*Prompt:*
Keep the lines exact and the pictures out as you repeat the following listing.
================
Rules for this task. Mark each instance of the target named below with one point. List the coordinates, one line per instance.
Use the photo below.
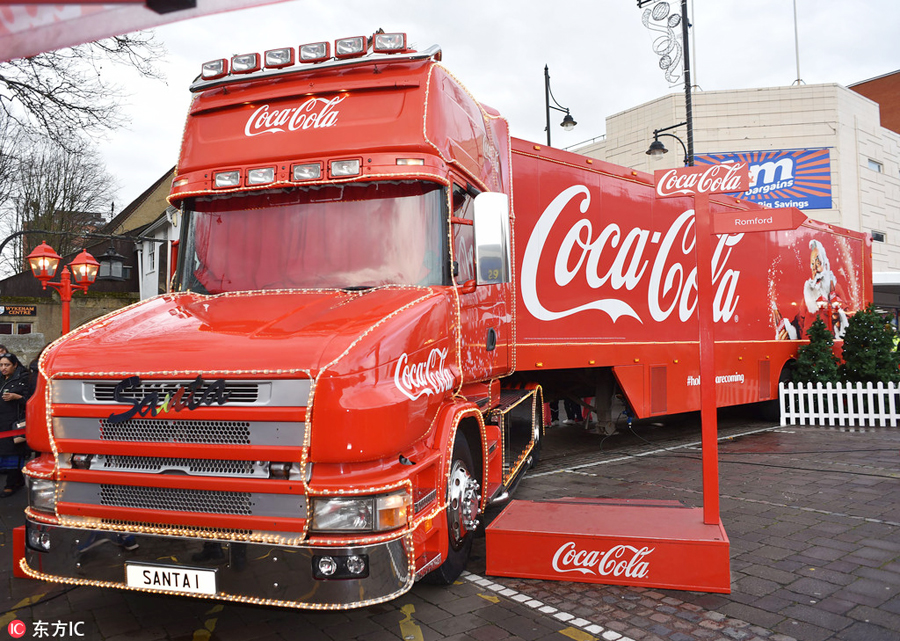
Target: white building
(864, 156)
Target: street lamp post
(658, 149)
(568, 122)
(44, 262)
(688, 101)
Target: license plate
(170, 578)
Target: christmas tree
(816, 362)
(869, 354)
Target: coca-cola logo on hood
(424, 378)
(312, 113)
(658, 265)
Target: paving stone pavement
(812, 514)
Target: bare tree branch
(63, 94)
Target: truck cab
(312, 417)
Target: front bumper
(257, 573)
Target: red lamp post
(44, 261)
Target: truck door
(485, 327)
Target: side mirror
(492, 239)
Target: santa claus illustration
(821, 299)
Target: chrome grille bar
(189, 466)
(266, 393)
(185, 500)
(145, 430)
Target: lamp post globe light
(44, 261)
(568, 122)
(657, 149)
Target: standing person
(13, 394)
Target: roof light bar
(344, 168)
(389, 42)
(214, 69)
(309, 171)
(278, 58)
(225, 179)
(261, 176)
(315, 52)
(245, 63)
(350, 47)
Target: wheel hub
(463, 503)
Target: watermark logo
(16, 629)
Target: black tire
(462, 470)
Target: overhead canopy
(38, 26)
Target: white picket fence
(839, 404)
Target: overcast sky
(599, 53)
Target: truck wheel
(538, 435)
(463, 504)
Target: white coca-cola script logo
(669, 285)
(313, 113)
(619, 560)
(426, 378)
(716, 179)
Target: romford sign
(738, 222)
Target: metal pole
(689, 118)
(797, 44)
(708, 406)
(547, 99)
(65, 295)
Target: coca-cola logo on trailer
================
*Completed task:*
Rules for this task. Mark each instance of the target named below with one point. List the coordinates, one line per instance.
Use the photo below.
Target: white building
(864, 156)
Target: street lamp post
(658, 149)
(568, 122)
(44, 262)
(688, 101)
Target: license plate
(170, 578)
Target: christmas tree
(816, 362)
(869, 354)
Target: coca-cola logo on hood
(424, 378)
(312, 113)
(658, 265)
Target: paving stone pavement
(812, 514)
Target: bare tree branch
(63, 94)
Target: truck cab
(312, 417)
Target: front bumper
(257, 573)
Target: red lamp post
(44, 261)
Target: truck door
(485, 327)
Target: side mirror
(492, 239)
Target: santa claus illustration
(821, 299)
Target: chrome grille bar
(189, 466)
(266, 393)
(185, 500)
(145, 430)
Target: lamp post globe light
(44, 261)
(568, 122)
(657, 149)
Target: standing person
(13, 394)
Target: roof light bar
(344, 168)
(389, 42)
(214, 69)
(309, 171)
(278, 58)
(225, 179)
(261, 176)
(315, 52)
(245, 63)
(350, 47)
Target: wheel hub
(463, 503)
Target: watermark logo
(16, 629)
Target: black tire
(462, 470)
Target: overhead canopy
(38, 26)
Target: white picket fence
(839, 404)
Target: overcast sky
(599, 53)
Target: truck wheel
(538, 435)
(463, 504)
Target: white coca-cola script logo
(669, 285)
(313, 113)
(619, 560)
(426, 378)
(716, 179)
Target: romford sign
(738, 222)
Target: metal pole
(689, 118)
(797, 44)
(708, 406)
(547, 99)
(65, 295)
Target: coca-cola logo on trailer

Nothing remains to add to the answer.